Put every line of the material below into a JSON list of strings, one string per line, omitting blank lines and the pictures.

--- begin ---

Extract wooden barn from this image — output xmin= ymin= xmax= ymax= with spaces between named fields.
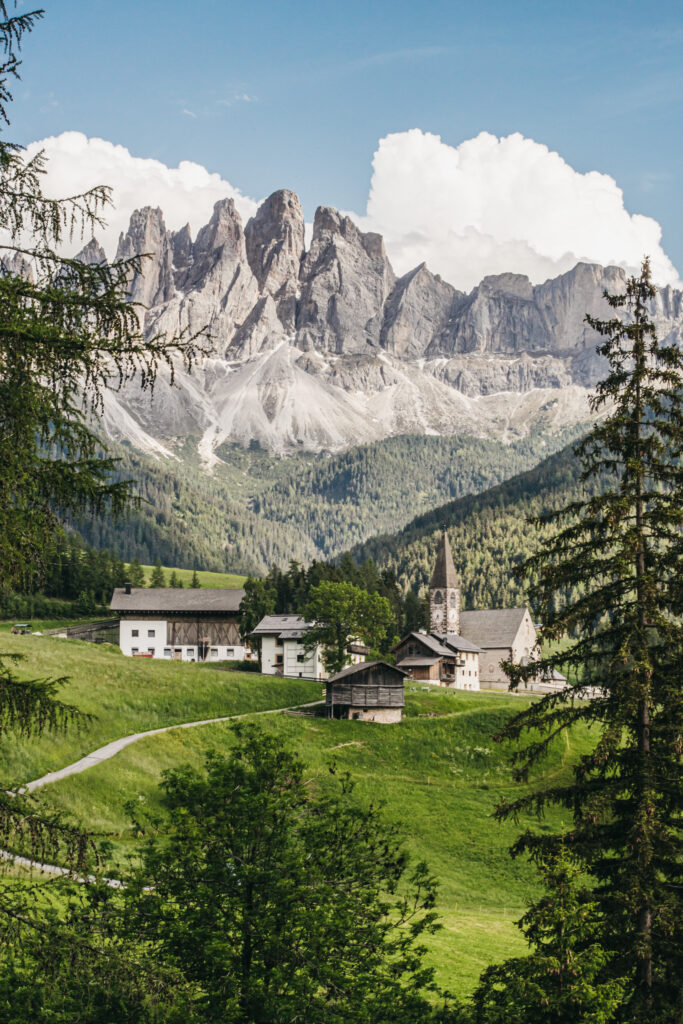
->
xmin=326 ymin=662 xmax=408 ymax=724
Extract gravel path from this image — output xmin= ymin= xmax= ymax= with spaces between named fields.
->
xmin=7 ymin=700 xmax=321 ymax=886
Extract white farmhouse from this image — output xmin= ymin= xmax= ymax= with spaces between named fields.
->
xmin=110 ymin=584 xmax=245 ymax=662
xmin=250 ymin=614 xmax=368 ymax=680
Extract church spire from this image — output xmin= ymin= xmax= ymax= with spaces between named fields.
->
xmin=429 ymin=530 xmax=460 ymax=634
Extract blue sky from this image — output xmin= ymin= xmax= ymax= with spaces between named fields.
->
xmin=12 ymin=0 xmax=683 ymax=282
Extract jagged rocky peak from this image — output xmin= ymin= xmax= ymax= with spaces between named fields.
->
xmin=381 ymin=263 xmax=465 ymax=358
xmin=171 ymin=224 xmax=194 ymax=274
xmin=479 ymin=273 xmax=533 ymax=300
xmin=245 ymin=188 xmax=304 ymax=334
xmin=117 ymin=206 xmax=175 ymax=307
xmin=75 ymin=237 xmax=106 ymax=266
xmin=296 ymin=207 xmax=396 ymax=353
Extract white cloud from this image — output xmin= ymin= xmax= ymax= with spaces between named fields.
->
xmin=355 ymin=129 xmax=679 ymax=290
xmin=20 ymin=130 xmax=679 ymax=290
xmin=27 ymin=131 xmax=258 ymax=257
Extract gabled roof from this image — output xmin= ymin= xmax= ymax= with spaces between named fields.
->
xmin=429 ymin=530 xmax=458 ymax=590
xmin=460 ymin=608 xmax=528 ymax=649
xmin=396 ymin=656 xmax=441 ymax=669
xmin=444 ymin=633 xmax=481 ymax=654
xmin=328 ymin=662 xmax=408 ymax=683
xmin=391 ymin=633 xmax=454 ymax=657
xmin=250 ymin=614 xmax=312 ymax=640
xmin=391 ymin=633 xmax=481 ymax=657
xmin=110 ymin=587 xmax=245 ymax=615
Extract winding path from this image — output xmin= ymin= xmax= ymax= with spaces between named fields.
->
xmin=7 ymin=700 xmax=321 ymax=886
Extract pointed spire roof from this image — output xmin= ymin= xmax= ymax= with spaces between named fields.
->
xmin=429 ymin=530 xmax=458 ymax=590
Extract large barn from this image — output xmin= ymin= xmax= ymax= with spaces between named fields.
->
xmin=110 ymin=584 xmax=245 ymax=662
xmin=325 ymin=662 xmax=408 ymax=725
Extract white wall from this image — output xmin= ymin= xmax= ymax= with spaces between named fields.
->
xmin=261 ymin=636 xmax=328 ymax=679
xmin=119 ymin=618 xmax=245 ymax=662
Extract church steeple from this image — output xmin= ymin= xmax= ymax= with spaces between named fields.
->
xmin=429 ymin=530 xmax=460 ymax=634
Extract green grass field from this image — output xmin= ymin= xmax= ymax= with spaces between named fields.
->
xmin=141 ymin=565 xmax=247 ymax=590
xmin=0 ymin=637 xmax=589 ymax=993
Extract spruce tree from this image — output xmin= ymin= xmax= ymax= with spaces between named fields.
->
xmin=150 ymin=558 xmax=166 ymax=587
xmin=498 ymin=260 xmax=683 ymax=1024
xmin=127 ymin=558 xmax=147 ymax=587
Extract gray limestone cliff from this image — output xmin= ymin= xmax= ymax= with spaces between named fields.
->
xmin=92 ymin=189 xmax=683 ymax=461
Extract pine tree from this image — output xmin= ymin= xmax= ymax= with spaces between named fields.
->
xmin=126 ymin=558 xmax=147 ymax=587
xmin=499 ymin=261 xmax=683 ymax=1024
xmin=473 ymin=848 xmax=623 ymax=1024
xmin=150 ymin=558 xmax=166 ymax=587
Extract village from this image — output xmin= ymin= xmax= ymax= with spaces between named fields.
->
xmin=111 ymin=530 xmax=566 ymax=724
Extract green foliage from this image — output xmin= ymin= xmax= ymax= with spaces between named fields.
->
xmin=303 ymin=581 xmax=393 ymax=673
xmin=473 ymin=850 xmax=623 ymax=1024
xmin=150 ymin=558 xmax=165 ymax=587
xmin=124 ymin=726 xmax=448 ymax=1024
xmin=351 ymin=449 xmax=606 ymax=608
xmin=77 ymin=431 xmax=575 ymax=575
xmin=498 ymin=261 xmax=683 ymax=1024
xmin=126 ymin=558 xmax=147 ymax=587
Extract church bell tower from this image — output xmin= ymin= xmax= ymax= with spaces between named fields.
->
xmin=429 ymin=530 xmax=460 ymax=635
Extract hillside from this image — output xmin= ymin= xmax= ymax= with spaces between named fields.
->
xmin=2 ymin=637 xmax=588 ymax=992
xmin=351 ymin=445 xmax=602 ymax=608
xmin=74 ymin=428 xmax=579 ymax=574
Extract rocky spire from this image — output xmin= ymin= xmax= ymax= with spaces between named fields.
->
xmin=245 ymin=188 xmax=304 ymax=333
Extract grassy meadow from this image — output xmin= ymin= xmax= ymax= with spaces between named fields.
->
xmin=0 ymin=637 xmax=589 ymax=993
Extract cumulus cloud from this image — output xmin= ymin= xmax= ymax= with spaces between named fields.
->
xmin=27 ymin=132 xmax=258 ymax=258
xmin=355 ymin=129 xmax=679 ymax=290
xmin=20 ymin=130 xmax=679 ymax=290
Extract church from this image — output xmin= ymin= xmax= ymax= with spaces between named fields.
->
xmin=392 ymin=530 xmax=540 ymax=690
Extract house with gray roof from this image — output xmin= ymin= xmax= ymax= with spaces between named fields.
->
xmin=110 ymin=584 xmax=246 ymax=662
xmin=250 ymin=614 xmax=368 ymax=680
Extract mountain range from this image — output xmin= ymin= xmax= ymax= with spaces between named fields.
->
xmin=81 ymin=189 xmax=683 ymax=466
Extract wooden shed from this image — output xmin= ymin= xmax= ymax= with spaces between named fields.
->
xmin=326 ymin=662 xmax=408 ymax=724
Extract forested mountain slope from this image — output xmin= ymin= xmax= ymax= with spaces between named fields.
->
xmin=79 ymin=429 xmax=577 ymax=574
xmin=351 ymin=445 xmax=595 ymax=608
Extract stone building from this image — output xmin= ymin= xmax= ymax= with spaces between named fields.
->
xmin=325 ymin=662 xmax=408 ymax=725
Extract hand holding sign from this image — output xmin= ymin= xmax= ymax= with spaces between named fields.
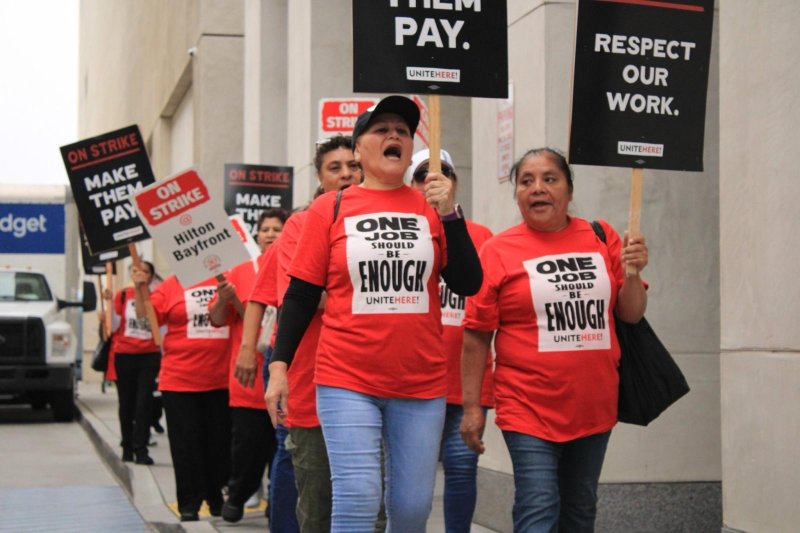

--- end ---

**TASK RESPONSE**:
[
  "Extract wooden barn from this image — output xmin= ymin= xmax= ymax= with spaces between named fields.",
  "->",
  "xmin=326 ymin=662 xmax=408 ymax=724",
  "Extract gravel path from this image — output xmin= ymin= xmax= ymax= with spaces between named fields.",
  "->",
  "xmin=7 ymin=700 xmax=321 ymax=886",
  "Extract white farmhouse from this image — output xmin= ymin= xmax= ymax= with spaces between named fields.",
  "->",
  "xmin=110 ymin=584 xmax=245 ymax=662",
  "xmin=250 ymin=614 xmax=368 ymax=680",
  "Extract church spire from this image — output xmin= ymin= xmax= ymax= with spaces between named fields.",
  "->",
  "xmin=429 ymin=530 xmax=460 ymax=634",
  "Extract blue sky from this image — output xmin= ymin= xmax= ymax= with spaces between named fields.",
  "->",
  "xmin=12 ymin=0 xmax=683 ymax=282",
  "Extract jagged rocky peak from this image — output xmin= ymin= xmax= ymax= with spaces between named fields.",
  "->",
  "xmin=381 ymin=263 xmax=465 ymax=358",
  "xmin=171 ymin=224 xmax=194 ymax=274",
  "xmin=479 ymin=273 xmax=533 ymax=300",
  "xmin=245 ymin=188 xmax=304 ymax=334",
  "xmin=117 ymin=206 xmax=175 ymax=307",
  "xmin=75 ymin=237 xmax=106 ymax=266",
  "xmin=296 ymin=207 xmax=396 ymax=353",
  "Extract white cloud from this image — output xmin= ymin= xmax= ymax= with spaces between named fields.",
  "->",
  "xmin=355 ymin=129 xmax=679 ymax=290",
  "xmin=20 ymin=130 xmax=679 ymax=290",
  "xmin=27 ymin=131 xmax=258 ymax=257",
  "Extract gabled roof from this image — output xmin= ymin= xmax= ymax= with spaces between named fields.",
  "->",
  "xmin=429 ymin=530 xmax=458 ymax=590",
  "xmin=460 ymin=608 xmax=528 ymax=649",
  "xmin=396 ymin=656 xmax=441 ymax=669",
  "xmin=444 ymin=633 xmax=481 ymax=654",
  "xmin=328 ymin=662 xmax=408 ymax=683",
  "xmin=391 ymin=633 xmax=454 ymax=657",
  "xmin=250 ymin=614 xmax=312 ymax=640",
  "xmin=391 ymin=633 xmax=481 ymax=657",
  "xmin=110 ymin=587 xmax=245 ymax=615",
  "Extract winding path from this image — output xmin= ymin= xmax= ymax= with spaces between named fields.",
  "->",
  "xmin=7 ymin=700 xmax=321 ymax=886",
  "Extract pointed spire roof from this image — output xmin= ymin= xmax= ymax= with spaces between named fields.",
  "->",
  "xmin=429 ymin=530 xmax=458 ymax=590",
  "Extract large barn from this image — output xmin= ymin= xmax= ymax= with spaces between named fields.",
  "->",
  "xmin=110 ymin=584 xmax=245 ymax=662",
  "xmin=325 ymin=662 xmax=408 ymax=725",
  "Extract white wall from this image — output xmin= ymin= xmax= ymax= with spaces between named fields.",
  "->",
  "xmin=261 ymin=636 xmax=328 ymax=679",
  "xmin=119 ymin=618 xmax=245 ymax=662",
  "Extract church steeple from this image — output xmin= ymin= xmax= ymax= with spaces between named fields.",
  "->",
  "xmin=429 ymin=530 xmax=460 ymax=634",
  "Extract green grass field from this image — output xmin= ymin= xmax= ymax= with spaces between named fields.",
  "->",
  "xmin=141 ymin=565 xmax=247 ymax=590",
  "xmin=0 ymin=637 xmax=589 ymax=993",
  "Extract spruce tree from this image — output xmin= ymin= xmax= ymax= with spaces between named fields.",
  "->",
  "xmin=150 ymin=558 xmax=166 ymax=587",
  "xmin=498 ymin=260 xmax=683 ymax=1024",
  "xmin=127 ymin=558 xmax=147 ymax=587",
  "Extract gray limestone cliff from this image — output xmin= ymin= xmax= ymax= with spaces between named fields.",
  "->",
  "xmin=92 ymin=189 xmax=683 ymax=461",
  "Extract pine tree from this image — output xmin= ymin= xmax= ymax= with spaces between named fields.",
  "->",
  "xmin=126 ymin=558 xmax=147 ymax=587",
  "xmin=499 ymin=261 xmax=683 ymax=1024",
  "xmin=473 ymin=848 xmax=623 ymax=1024",
  "xmin=150 ymin=558 xmax=166 ymax=587",
  "Extract village from this image — output xmin= ymin= xmax= ymax= with spaces between named fields.",
  "->",
  "xmin=111 ymin=530 xmax=566 ymax=724",
  "Extract green foliage from this image — output xmin= ymin= xmax= ymax= with spaces between named fields.",
  "->",
  "xmin=303 ymin=581 xmax=393 ymax=673",
  "xmin=473 ymin=850 xmax=623 ymax=1024",
  "xmin=150 ymin=558 xmax=165 ymax=587",
  "xmin=124 ymin=726 xmax=448 ymax=1024",
  "xmin=351 ymin=449 xmax=606 ymax=608",
  "xmin=77 ymin=431 xmax=575 ymax=575",
  "xmin=498 ymin=261 xmax=683 ymax=1024",
  "xmin=126 ymin=558 xmax=147 ymax=587",
  "Extract church bell tower from this image — output xmin= ymin= xmax= ymax= with spaces between named fields.",
  "->",
  "xmin=429 ymin=530 xmax=460 ymax=635",
  "Extract hillside from this image — output xmin= ymin= xmax= ymax= with spaces between named fields.",
  "->",
  "xmin=2 ymin=637 xmax=588 ymax=992",
  "xmin=351 ymin=445 xmax=602 ymax=608",
  "xmin=74 ymin=428 xmax=579 ymax=574",
  "Extract rocky spire from this image — output xmin= ymin= xmax= ymax= with spaces between named fields.",
  "->",
  "xmin=245 ymin=188 xmax=304 ymax=333",
  "Extract grassy meadow from this image — output xmin= ymin= xmax= ymax= with spaces between named fields.",
  "->",
  "xmin=0 ymin=637 xmax=589 ymax=993",
  "Extract cumulus cloud from this image — output xmin= ymin= xmax= ymax= with spaces between named fields.",
  "->",
  "xmin=27 ymin=132 xmax=258 ymax=258",
  "xmin=355 ymin=129 xmax=679 ymax=290",
  "xmin=20 ymin=130 xmax=679 ymax=290",
  "Extract church from this image — output xmin= ymin= xmax= ymax= with spaces between named fields.",
  "->",
  "xmin=392 ymin=530 xmax=540 ymax=690",
  "Extract house with gray roof from this image — output xmin= ymin= xmax= ymax= with spaces between named fields.",
  "->",
  "xmin=110 ymin=584 xmax=246 ymax=662",
  "xmin=250 ymin=614 xmax=368 ymax=680",
  "Extract mountain range from this image — output xmin= ymin= xmax= ymax= with spaces between named fields.",
  "->",
  "xmin=81 ymin=189 xmax=683 ymax=466",
  "Extract wooden shed from this image — output xmin= ymin= xmax= ymax= with spaces between named fields.",
  "->",
  "xmin=326 ymin=662 xmax=408 ymax=724",
  "Extract forested mountain slope from this image — output xmin= ymin= xmax= ymax= with spaces between named fields.",
  "->",
  "xmin=79 ymin=429 xmax=577 ymax=574",
  "xmin=351 ymin=445 xmax=595 ymax=608",
  "Extract stone building from this image — output xmin= ymin= xmax= ymax= with spaces between named fields.",
  "->",
  "xmin=325 ymin=662 xmax=408 ymax=725",
  "Extract hand holding sign from this image — output xmin= ymin= xmax= ymax= with spaces between named fields."
]